### Cytowany tekst
☆ ☆ ☆ ☆ ☆ ☆ ☆

Zawezwanie do próby ugodowej
05 Kwietnia, 2018r.
Powszechnie wiadomo, że w relacji wierzyciel- dłużnik pierwszemu z nich zależy na skutecznym odzyskaniu swej należności, a z kolei drugiej stronie na ustaleniu jak najbardziej korzystnych warunków do spłaty zadłużenia i pozbycia się długu. Mając powyższe na uwadze, wszelkie polubowne próby rozwiązania sporu są korzystniejsze dla obu stron tej relacji aniżeli sądowe egzekwowanie należności. Wszystko więc zależy od dobrej woli wierzyciela, jak również dłużnika w szybkim rozstrzygnięciu sprawy.
Jednym ze sposobów uniknięcia sądowej potyczki o wyegzekwowanie spłaty należności jest ugoda sądowa zawarta przed wniesieniem pozwu do Sądu. Dyspozycja art. 184 Kodeksu postępowania cywilnego wskazuje, że sprawy cywilne, których charakter na to zezwala, mogą być uregulowane drogą ugody zawartej przed wniesieniem pozwu.
Regulacje zawarte w art. 184-196 k.p.c. odnoszą się do postępowania pojednawczego. Słusznie zdefiniował ten rodzaj postępowania Sąd Najwyższy, który wskazał, że jest to:
postępowanie o charakterze samodzielnym, stanowiące odpowiednik postępowania w sprawie. Jest to bowiem postępowanie strukturalnie wyodrębnione w Kodeksie postępowania cywilnego, stanowiące ustawowy środek umożliwiający rozwiązywanie sporów cywilnoprawnych o charakterze fakultatywnym. Postępowanie to – podobnie jak proces – służy możliwości załatwienia przed sądem sprawy cywilnej, z tym, że poprzez doprowadzenie do zawarcia przez strony ugody pod kontrolą sądu” (uchwała SN z 28 marca 2014 r., sygn. akt III CZP 3/14).

☆ ☆ ☆ ☆ ☆ ☆ ☆

(Przechowywane wpisy danych)

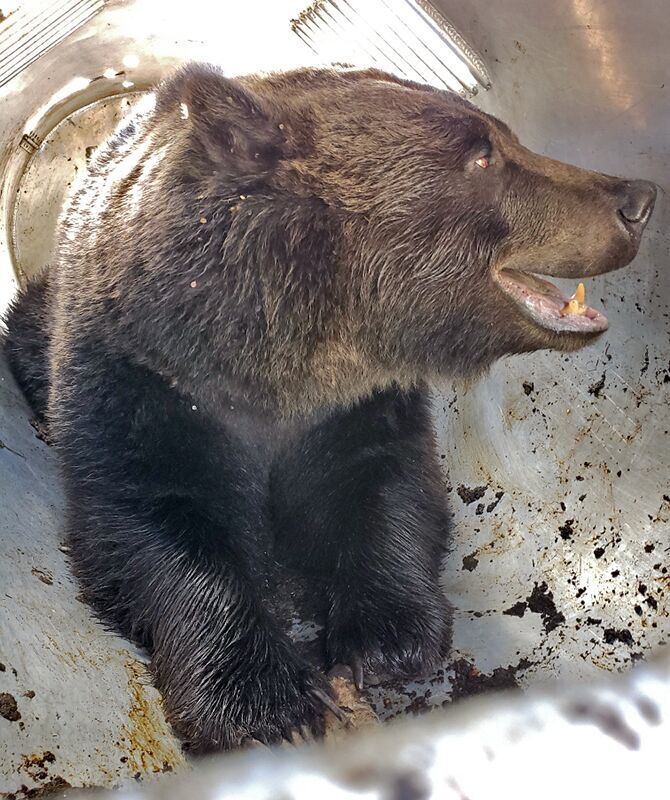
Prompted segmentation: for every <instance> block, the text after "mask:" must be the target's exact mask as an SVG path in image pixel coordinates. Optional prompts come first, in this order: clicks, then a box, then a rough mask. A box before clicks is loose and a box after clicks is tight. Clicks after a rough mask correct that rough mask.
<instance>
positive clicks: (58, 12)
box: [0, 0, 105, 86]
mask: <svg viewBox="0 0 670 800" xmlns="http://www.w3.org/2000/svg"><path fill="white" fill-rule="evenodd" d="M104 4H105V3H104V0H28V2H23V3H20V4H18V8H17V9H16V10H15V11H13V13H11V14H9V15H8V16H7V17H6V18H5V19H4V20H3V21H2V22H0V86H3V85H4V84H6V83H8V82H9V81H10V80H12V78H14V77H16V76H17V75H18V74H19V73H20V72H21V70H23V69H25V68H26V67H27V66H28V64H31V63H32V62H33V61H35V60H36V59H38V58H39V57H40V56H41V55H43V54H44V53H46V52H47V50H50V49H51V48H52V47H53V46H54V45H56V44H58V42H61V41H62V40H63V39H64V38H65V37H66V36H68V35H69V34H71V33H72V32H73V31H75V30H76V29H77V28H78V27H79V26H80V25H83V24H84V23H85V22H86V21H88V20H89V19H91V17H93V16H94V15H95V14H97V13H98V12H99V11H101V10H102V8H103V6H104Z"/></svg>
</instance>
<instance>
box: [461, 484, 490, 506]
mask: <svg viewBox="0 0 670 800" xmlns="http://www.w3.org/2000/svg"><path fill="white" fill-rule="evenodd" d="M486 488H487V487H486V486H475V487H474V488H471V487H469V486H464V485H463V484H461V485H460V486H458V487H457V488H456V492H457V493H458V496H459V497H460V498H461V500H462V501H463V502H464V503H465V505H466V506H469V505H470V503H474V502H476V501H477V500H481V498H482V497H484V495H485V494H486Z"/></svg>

☆ ☆ ☆ ☆ ☆ ☆ ☆

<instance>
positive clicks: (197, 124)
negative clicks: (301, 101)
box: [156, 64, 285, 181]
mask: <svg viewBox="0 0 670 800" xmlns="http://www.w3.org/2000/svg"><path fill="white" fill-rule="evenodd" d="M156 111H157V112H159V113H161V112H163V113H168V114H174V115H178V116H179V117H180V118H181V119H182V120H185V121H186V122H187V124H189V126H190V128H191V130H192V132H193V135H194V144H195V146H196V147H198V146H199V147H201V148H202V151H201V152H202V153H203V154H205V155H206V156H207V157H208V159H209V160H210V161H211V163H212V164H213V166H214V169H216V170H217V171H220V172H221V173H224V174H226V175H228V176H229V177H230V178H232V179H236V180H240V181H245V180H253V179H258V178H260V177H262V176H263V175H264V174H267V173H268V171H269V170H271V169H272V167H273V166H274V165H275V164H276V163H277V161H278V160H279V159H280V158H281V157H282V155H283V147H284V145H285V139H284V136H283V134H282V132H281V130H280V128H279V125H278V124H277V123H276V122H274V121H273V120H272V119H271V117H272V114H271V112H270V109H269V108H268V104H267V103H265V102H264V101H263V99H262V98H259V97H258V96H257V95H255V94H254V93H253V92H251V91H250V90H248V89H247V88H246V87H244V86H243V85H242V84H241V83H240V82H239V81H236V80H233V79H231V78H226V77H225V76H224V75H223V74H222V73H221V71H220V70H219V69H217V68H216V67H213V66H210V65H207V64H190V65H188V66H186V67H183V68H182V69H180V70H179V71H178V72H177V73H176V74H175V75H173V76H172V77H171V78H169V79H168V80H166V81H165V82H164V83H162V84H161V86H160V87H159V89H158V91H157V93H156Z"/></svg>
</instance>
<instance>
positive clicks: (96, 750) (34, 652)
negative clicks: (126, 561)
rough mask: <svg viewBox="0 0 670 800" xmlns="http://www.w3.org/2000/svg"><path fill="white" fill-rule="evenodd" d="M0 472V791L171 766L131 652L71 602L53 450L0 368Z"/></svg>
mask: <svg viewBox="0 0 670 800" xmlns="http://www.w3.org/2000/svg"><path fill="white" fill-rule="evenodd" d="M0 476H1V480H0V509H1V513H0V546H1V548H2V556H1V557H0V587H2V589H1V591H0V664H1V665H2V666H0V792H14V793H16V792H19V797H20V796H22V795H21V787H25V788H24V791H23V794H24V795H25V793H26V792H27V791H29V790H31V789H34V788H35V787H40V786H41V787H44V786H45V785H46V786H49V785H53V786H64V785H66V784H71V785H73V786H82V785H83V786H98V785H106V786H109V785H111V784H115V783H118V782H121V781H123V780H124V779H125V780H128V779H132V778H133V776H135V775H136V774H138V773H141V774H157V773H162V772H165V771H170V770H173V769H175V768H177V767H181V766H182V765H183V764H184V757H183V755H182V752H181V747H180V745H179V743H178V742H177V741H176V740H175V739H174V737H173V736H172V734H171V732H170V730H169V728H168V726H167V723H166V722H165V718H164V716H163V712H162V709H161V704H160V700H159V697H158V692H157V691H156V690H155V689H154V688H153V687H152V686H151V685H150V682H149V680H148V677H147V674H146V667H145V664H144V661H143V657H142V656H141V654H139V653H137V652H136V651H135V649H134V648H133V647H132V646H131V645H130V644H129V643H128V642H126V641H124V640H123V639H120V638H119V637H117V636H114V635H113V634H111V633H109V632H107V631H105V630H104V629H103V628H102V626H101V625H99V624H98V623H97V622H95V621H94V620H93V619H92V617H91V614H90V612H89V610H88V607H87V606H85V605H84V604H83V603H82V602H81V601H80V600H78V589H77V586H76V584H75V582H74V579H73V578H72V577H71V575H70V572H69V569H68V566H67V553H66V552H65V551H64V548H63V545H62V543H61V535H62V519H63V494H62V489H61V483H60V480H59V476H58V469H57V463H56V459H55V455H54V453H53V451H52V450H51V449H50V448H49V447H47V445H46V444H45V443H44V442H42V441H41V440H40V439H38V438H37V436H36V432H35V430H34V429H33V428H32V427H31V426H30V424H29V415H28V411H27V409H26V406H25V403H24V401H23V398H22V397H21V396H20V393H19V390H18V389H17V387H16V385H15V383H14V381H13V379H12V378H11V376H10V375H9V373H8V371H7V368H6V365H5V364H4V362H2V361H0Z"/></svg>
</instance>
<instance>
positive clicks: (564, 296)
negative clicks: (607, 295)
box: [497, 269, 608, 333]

☆ ☆ ☆ ☆ ☆ ☆ ☆

### Zadania do wykonania
A – Należy wypisać dosłownie fragment tekstu o zawezwaniu do próby ugodowej od słów „Zawezwanie do próby” do słów „szybkim rozstrzygnięciu sprawy.”.
B – W wierszach listingu od wiersza z „Prompted segmentation: for” do wiersza z „box: [0, 0, 105, 86]” należy zastąpić „positive clicks” wyrażeniem „foreground clicks”, resztę pozostawiając bez zmian, i podać wyłącznie te wiersze.
Listing nie ma żadnego związku z tekstem o zawezwaniu do próby ugodowej.

### Oczekiwane wyniki
A –
Zawezwanie do próby ugodowej
05 Kwietnia, 2018r.
Powszechnie wiadomo, że w relacji wierzyciel- dłużnik pierwszemu z nich zależy na skutecznym odzyskaniu swej należności, a z kolei drugiej stronie na ustaleniu jak najbardziej korzystnych warunków do spłaty zadłużenia i pozbycia się długu. Mając powyższe na uwadze, wszelkie polubowne próby rozwiązania sporu są korzystniejsze dla obu stron tej relacji aniżeli sądowe egzekwowanie należności. Wszystko więc zależy od dobrej woli wierzyciela, jak również dłużnika w szybkim rozstrzygnięciu sprawy.

B –
Prompted segmentation: for every <instance> block, the text after "mask:" must be the target's exact mask as an SVG path in image pixel coordinates. Optional prompts come first, in this order: clicks, then a box, then a rough mask. A box before clicks is loose and a box after clicks is tight. Clicks after a rough mask correct that rough mask.
<instance>
foreground clicks: (58, 12)
box: [0, 0, 105, 86]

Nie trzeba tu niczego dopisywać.